### PASSAGE TO READ
13

I'm using the RSQLite package to make queries to a local SQLite database, and for some queries the RSQLite interface is quite slow.

As a specific example, the following query takes under one second to run using the sqlite3 command-line utility:

$ sqlite3 data/svn.db
SQLite version 3.7.5
Enter ".help" for instructions
Enter SQL statements terminated with a ";"
sqlite> select count(distinct svn_path.revision)  FROM src INNER JOIN svn_path ON src.filename=svn_path.path;
5039

But the equivalent query in R takes a little over two minutes and uses 100% of one of my CPUs:

> library(RSQLite)
Loading required package: DBI
> con <- dbConnect(SQLite(), dbname="data/svn.db")
> dbGetQuery(con, "select count(distinct svn_path.revision)  FROM src INNER JOIN svn_path ON src.filename=svn_path.path")
  count(distinct svn_path.revision)
1                              5039

Why is the performance so much slower through the R interface?

Note that I'm using R64 2.10.1 on Mac OS X 10.6.6.
######
### GIVEN INFORMATION
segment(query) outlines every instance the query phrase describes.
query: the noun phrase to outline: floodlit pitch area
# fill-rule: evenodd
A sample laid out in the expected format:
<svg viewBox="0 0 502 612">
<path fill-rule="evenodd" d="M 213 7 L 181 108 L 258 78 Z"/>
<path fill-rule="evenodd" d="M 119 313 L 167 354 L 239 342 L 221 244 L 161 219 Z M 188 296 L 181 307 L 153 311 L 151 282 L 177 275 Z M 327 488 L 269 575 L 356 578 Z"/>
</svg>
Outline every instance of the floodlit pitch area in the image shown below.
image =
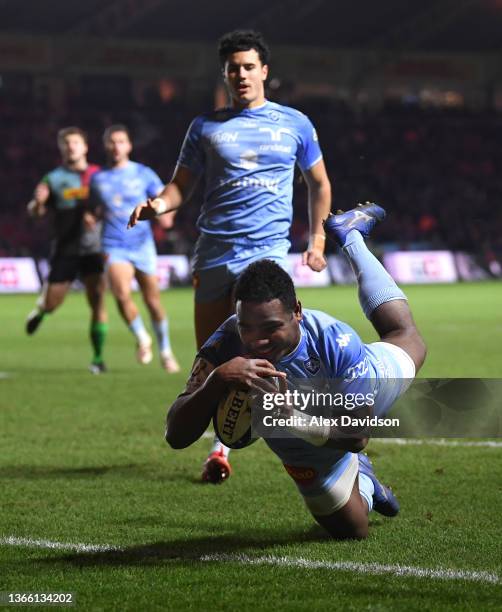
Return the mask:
######
Extend the forum question about slow RSQLite queries past its final sentence.

*TASK OUTPUT*
Lorin Hochstein
  • 57,372
  • 31
  • 105
  • 141
  • Are you sure the query wasn't just cached on the server when you ran it via the command line? – Daniel Dickison Feb 28 '11 at 17:47
  • 7
    @Daniel Dickison: SQLite has no server. – Benoit Mar 01 '11 at 12:27
  • 2
    Maybe the RSQLite library does not the same engine version than the shell (3.7.5). – Benoit Mar 01 '11 at 12:28
  • 1
    Whoops, good point. I was thinking of MySQL for some reason. – Daniel Dickison Mar 01 '11 at 20:15
  • 2
    What matters is the version of RSQLite you have. Your version of R seems to be over a year old so if your RSQLite is just as old it could be a much older engine (eg, 3.6.4) as suggested by Benoit. Out of desperation you could try swapping the table order if src and svn_path are very different in size (# of rows) eg `select count(distinct svn_path.revision) FROM svn_path INNER JOIN src ON src.filename=svn_path.path`. If that makes it run faster, they're using different query plans. – Tony Lee Mar 03 '11 at 20:16
  • 1
    Try running EXPLAIN QUERY PLAN for your query both from R and from the command line to see if they differ. – Jouni K. Seppänen Mar 04 '11 at 21:44
  • 2
    @Tony Lee: Upgrading R addressed the problem. If you respond with an answer, I'll accept it. – Lorin Hochstein Mar 05 '11 at 15:22

1 Answers1

3

What matters is the version of RSQLite you have. Your version of R seems to be over a year old so if your RSQLite is just as old it could be a much older engine (eg, 3.6.4) as suggested by Benoit.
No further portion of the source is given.